### THE TASK:
Copy each of the following lines word for word, with nothing changed.

* BEGIN GIVEN DATA *

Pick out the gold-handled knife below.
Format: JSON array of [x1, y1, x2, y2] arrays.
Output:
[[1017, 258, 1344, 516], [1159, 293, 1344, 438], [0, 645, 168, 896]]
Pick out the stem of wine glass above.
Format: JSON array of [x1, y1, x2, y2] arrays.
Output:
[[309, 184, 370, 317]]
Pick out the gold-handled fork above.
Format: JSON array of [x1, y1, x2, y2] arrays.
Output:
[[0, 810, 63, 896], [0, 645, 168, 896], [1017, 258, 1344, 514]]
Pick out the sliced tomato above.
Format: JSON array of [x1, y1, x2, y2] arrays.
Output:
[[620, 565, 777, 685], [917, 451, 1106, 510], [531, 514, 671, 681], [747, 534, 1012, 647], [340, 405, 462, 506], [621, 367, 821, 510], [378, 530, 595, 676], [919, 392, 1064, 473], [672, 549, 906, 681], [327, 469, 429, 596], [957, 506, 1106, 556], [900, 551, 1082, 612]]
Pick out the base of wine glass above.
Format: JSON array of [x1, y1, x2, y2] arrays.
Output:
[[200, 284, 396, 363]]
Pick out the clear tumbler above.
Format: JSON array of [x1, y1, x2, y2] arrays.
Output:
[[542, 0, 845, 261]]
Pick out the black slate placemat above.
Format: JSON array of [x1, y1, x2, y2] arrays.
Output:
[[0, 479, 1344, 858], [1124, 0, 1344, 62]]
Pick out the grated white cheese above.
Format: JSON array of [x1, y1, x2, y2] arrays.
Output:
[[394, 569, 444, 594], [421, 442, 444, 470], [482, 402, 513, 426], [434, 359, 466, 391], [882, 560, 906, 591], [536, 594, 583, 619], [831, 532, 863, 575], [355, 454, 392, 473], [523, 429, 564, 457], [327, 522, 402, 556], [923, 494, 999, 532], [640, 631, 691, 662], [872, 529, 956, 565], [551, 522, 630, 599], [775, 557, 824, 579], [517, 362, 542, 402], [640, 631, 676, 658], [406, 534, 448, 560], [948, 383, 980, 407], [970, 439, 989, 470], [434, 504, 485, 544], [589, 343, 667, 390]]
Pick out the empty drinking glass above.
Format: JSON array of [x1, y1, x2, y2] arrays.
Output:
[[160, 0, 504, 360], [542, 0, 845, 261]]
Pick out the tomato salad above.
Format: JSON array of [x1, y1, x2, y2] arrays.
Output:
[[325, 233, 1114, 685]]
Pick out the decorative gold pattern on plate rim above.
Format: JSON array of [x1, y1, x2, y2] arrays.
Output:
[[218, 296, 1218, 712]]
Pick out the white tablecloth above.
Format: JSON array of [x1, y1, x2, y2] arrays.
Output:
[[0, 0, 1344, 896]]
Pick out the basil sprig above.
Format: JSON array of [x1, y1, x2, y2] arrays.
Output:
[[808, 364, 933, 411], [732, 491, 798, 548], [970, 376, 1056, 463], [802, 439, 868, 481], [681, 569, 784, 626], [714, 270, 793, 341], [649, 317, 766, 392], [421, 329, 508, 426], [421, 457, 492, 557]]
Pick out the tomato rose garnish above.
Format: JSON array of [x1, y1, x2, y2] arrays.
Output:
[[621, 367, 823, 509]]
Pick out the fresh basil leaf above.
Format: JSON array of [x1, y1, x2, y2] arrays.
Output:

* END GIVEN DATA *

### RESULT OF THIS TASK:
Pick out the gold-handled knife below.
Format: JSON array of [x1, y1, x2, y2] arrays.
Output:
[[1017, 258, 1344, 516], [1159, 293, 1344, 438], [0, 645, 168, 896]]
Pick out the stem of wine glass above.
Format: JSON array of [x1, y1, x2, y2] arrays.
Output:
[[309, 184, 370, 317]]
Pick out the gold-handled fork above.
Format: JSON array of [x1, y1, x2, y2] arrays.
Output:
[[0, 810, 63, 896], [0, 645, 168, 896], [1017, 258, 1344, 514]]
Pick out the sliced tomato above.
Format: JSON array of [x1, y1, x2, y2] arrays.
Output:
[[620, 565, 777, 685], [917, 451, 1106, 510], [531, 514, 671, 681], [747, 534, 1012, 647], [340, 405, 462, 506], [621, 367, 821, 510], [378, 530, 595, 676], [919, 392, 1064, 473], [672, 549, 906, 681], [327, 469, 429, 596], [957, 506, 1106, 556], [900, 551, 1082, 612]]
Pick out the base of wine glass above.
Format: JSON array of [x1, y1, x2, y2] arrays.
Output:
[[200, 284, 396, 363]]
Pick out the clear tumbler above.
Format: JSON array of [x1, y1, x2, y2] arrays.
Output:
[[542, 0, 845, 261]]
Pick out the black slate placemat above.
Format: JSON array of [x1, y1, x2, y2] arrays.
Output:
[[0, 479, 1344, 858], [1124, 0, 1344, 62]]
Pick out the grated white cheese above.
Format: JSON array of [x1, y1, x2, y2] arrays.
Output:
[[394, 569, 444, 594], [421, 442, 444, 470], [482, 402, 513, 426], [434, 359, 466, 391], [882, 560, 906, 591], [536, 594, 583, 619], [831, 532, 863, 575], [355, 454, 392, 473], [523, 429, 564, 457], [327, 522, 402, 556], [923, 494, 999, 532], [640, 631, 691, 662], [872, 529, 956, 565], [551, 522, 630, 599], [775, 557, 824, 579], [517, 362, 542, 402], [640, 631, 676, 658], [406, 534, 448, 560], [948, 383, 980, 407], [970, 439, 989, 470], [434, 504, 485, 544], [589, 343, 667, 390]]
Pick out the empty drinking glass above.
Format: JSON array of [x1, y1, x2, y2] arrays.
Output:
[[160, 0, 504, 360], [542, 0, 845, 261]]
Pick out the tomato salad above.
Format: JSON array of [x1, y1, x2, y2] arrays.
Output:
[[325, 233, 1114, 685]]
Pick out the decorative gold pattern on plate rim above.
Format: JSON array of [x1, y1, x2, y2] arrays.
Output:
[[218, 296, 1218, 712]]
Pick out the white tablecloth above.
Format: JSON array of [x1, y1, x2, y2] arrays.
Output:
[[0, 0, 1344, 896]]
Pick out the basil sprig above.
Format: JSON array of [x1, y1, x2, y2] arrays.
Output:
[[808, 364, 933, 411], [732, 491, 798, 548], [970, 376, 1056, 463], [802, 439, 868, 481], [681, 569, 784, 626], [714, 270, 793, 341], [649, 317, 766, 392], [421, 329, 508, 426], [421, 457, 492, 557]]
Pick out the tomato rose garnish above.
Format: JSON array of [x1, y1, x2, y2] arrays.
Output:
[[621, 367, 823, 509]]
Pick out the fresh basil leaf above.
Format: JSON array of [x1, y1, x2, y2] arrays.
Output:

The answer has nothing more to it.